Would you return exactly the lines from the top of the data below through the one containing "box: [81, 268, 101, 300]", leaving out the pictures?
# # # # #
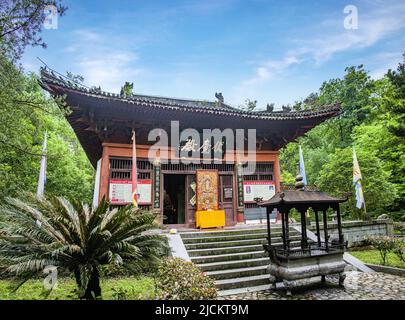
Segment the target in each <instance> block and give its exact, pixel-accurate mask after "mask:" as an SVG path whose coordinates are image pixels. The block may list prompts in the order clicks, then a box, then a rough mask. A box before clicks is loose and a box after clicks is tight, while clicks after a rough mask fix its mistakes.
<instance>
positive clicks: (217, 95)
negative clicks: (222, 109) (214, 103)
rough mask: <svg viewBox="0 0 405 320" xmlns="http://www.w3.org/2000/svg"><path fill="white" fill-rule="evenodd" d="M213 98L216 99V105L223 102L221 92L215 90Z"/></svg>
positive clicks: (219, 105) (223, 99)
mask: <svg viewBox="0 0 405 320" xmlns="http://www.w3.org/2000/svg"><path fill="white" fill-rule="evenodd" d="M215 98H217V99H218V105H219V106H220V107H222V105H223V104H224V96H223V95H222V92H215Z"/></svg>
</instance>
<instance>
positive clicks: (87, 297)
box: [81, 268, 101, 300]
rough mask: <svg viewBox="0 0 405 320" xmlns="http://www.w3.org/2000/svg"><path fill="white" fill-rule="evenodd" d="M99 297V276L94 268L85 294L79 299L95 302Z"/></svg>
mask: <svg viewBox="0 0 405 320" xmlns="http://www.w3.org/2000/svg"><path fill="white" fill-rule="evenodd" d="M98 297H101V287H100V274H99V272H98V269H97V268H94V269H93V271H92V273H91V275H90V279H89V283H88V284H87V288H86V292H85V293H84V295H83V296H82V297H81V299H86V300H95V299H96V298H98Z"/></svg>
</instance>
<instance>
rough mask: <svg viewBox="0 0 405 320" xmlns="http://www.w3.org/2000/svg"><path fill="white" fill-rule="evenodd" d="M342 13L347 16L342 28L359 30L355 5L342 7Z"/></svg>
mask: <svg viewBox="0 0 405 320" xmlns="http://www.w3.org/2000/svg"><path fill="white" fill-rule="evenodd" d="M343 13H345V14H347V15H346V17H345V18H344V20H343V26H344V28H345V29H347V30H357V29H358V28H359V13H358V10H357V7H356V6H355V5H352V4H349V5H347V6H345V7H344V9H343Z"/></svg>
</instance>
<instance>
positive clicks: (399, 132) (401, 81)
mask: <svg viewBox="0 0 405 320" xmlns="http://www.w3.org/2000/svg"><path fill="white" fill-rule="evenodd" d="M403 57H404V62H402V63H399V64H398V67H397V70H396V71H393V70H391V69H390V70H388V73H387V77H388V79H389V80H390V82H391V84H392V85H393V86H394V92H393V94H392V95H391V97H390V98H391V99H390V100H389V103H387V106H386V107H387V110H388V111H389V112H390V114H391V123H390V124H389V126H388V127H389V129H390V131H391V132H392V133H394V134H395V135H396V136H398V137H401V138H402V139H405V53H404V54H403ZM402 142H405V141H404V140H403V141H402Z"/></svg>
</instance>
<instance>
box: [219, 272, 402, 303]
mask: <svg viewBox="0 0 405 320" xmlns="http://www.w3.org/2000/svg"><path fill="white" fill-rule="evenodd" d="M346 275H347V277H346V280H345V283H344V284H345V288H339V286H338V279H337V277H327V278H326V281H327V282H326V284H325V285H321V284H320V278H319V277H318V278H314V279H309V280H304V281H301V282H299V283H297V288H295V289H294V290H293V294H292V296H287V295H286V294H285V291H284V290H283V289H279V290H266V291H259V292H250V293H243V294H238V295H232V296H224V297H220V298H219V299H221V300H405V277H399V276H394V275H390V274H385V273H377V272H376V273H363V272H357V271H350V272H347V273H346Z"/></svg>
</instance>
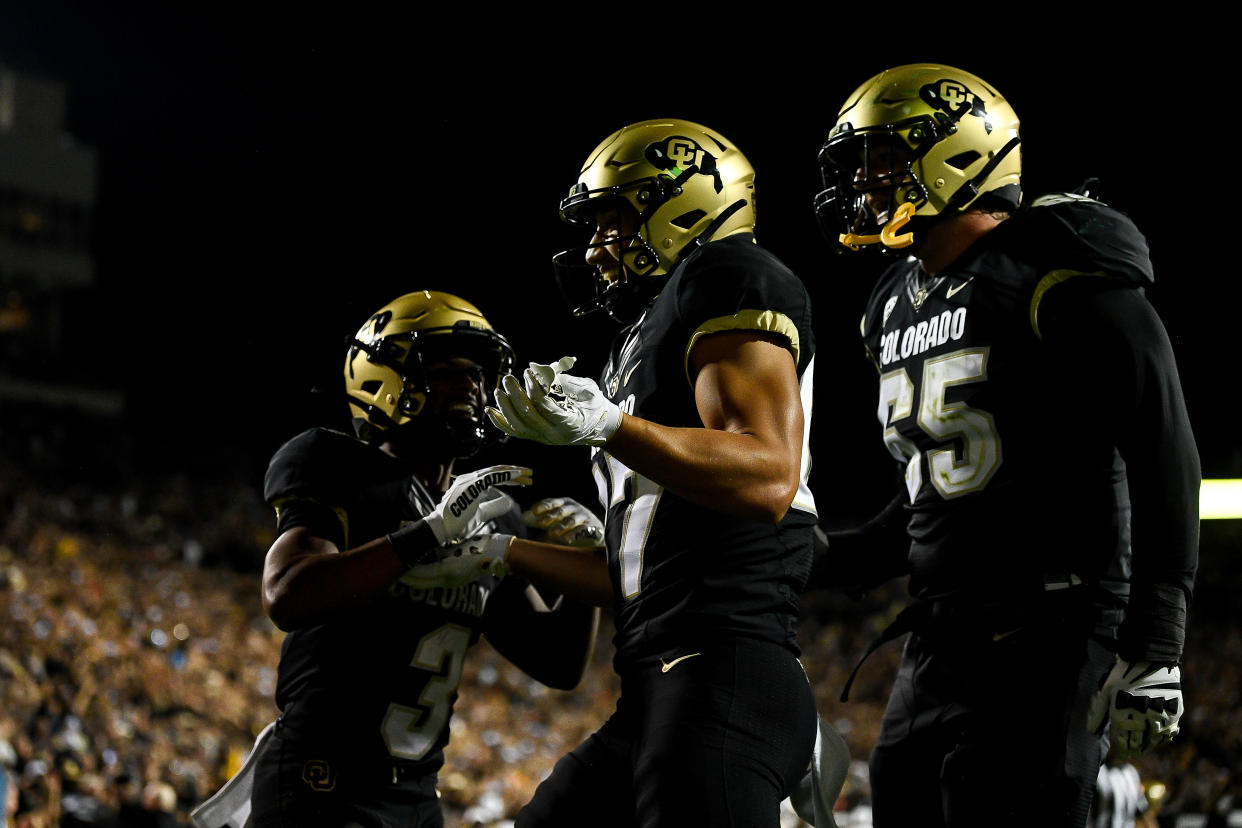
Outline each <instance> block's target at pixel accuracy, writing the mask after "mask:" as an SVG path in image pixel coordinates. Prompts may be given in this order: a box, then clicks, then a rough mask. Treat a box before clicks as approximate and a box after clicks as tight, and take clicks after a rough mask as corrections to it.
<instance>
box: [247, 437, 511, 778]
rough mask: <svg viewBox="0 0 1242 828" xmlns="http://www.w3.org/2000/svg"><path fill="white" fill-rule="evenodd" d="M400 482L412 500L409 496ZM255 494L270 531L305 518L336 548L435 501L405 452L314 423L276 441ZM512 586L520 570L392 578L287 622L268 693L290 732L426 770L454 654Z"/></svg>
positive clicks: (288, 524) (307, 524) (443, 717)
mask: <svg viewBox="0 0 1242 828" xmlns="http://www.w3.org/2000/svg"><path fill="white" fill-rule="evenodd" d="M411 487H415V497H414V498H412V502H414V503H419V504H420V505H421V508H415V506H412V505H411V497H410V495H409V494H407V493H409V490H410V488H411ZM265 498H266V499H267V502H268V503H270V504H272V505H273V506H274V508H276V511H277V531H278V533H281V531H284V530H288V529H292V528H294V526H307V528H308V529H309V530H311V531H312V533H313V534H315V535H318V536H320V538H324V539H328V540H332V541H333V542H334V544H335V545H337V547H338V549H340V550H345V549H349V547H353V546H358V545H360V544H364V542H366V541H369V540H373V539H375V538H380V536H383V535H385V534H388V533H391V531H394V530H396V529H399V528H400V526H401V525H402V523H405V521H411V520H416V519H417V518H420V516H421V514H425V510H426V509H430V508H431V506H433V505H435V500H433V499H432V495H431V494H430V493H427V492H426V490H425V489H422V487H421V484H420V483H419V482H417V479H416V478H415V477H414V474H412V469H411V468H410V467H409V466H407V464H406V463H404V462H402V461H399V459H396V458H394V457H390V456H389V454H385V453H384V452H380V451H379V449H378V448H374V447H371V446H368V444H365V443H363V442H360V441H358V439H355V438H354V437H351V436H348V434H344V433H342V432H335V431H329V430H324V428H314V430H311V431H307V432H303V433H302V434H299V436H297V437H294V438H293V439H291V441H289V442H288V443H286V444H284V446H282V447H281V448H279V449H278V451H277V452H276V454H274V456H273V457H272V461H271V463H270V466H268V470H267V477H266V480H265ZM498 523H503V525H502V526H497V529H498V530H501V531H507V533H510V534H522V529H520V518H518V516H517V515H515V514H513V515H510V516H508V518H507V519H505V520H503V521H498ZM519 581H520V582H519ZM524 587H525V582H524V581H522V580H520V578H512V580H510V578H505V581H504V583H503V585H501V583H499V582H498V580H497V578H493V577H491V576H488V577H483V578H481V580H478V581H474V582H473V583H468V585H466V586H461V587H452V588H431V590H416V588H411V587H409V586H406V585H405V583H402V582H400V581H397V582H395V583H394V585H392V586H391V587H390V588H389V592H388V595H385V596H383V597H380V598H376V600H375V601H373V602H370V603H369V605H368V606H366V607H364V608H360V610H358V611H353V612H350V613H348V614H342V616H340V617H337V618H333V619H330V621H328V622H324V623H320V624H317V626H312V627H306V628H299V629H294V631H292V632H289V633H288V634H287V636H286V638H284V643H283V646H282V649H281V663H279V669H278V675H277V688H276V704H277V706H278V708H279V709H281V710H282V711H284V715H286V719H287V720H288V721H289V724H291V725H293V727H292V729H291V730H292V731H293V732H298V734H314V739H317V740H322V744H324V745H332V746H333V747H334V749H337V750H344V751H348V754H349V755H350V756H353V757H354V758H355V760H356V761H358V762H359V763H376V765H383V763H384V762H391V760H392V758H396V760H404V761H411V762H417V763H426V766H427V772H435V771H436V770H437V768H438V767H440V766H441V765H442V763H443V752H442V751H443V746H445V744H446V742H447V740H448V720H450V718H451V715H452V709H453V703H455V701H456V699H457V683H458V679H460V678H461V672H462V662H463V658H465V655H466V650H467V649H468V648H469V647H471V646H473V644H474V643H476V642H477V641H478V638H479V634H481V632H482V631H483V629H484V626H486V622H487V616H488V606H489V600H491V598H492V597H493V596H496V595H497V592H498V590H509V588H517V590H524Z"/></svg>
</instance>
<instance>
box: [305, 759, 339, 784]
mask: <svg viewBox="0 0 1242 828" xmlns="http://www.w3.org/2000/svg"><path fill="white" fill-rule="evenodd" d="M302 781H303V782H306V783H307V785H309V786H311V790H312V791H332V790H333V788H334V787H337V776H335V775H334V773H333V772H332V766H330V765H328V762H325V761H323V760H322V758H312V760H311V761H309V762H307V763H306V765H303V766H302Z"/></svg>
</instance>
# # # # #
* [Exercise answer]:
Segment the target in each <instance> block and give its exact, pixel-accurate mask after "mask:" as an SVG path whose coordinates are image pixels. The block may list prompts in the order clicks, then a box, then a rough mask. A box before clicks is loose and a box after clicks is tight, while clicks after a rough mask fix its mistakes.
<instance>
positive clicks: (217, 95)
negative clicks: (222, 109) (214, 103)
rough mask: <svg viewBox="0 0 405 320" xmlns="http://www.w3.org/2000/svg"><path fill="white" fill-rule="evenodd" d="M213 98L216 99V105L223 102L221 92L215 90Z"/></svg>
positive clicks: (219, 105) (223, 99)
mask: <svg viewBox="0 0 405 320" xmlns="http://www.w3.org/2000/svg"><path fill="white" fill-rule="evenodd" d="M215 98H217V99H218V105H219V106H220V107H222V105H223V104H224V96H223V95H222V92H215Z"/></svg>
</instance>
<instance>
positive clicks: (87, 297)
box: [81, 268, 101, 300]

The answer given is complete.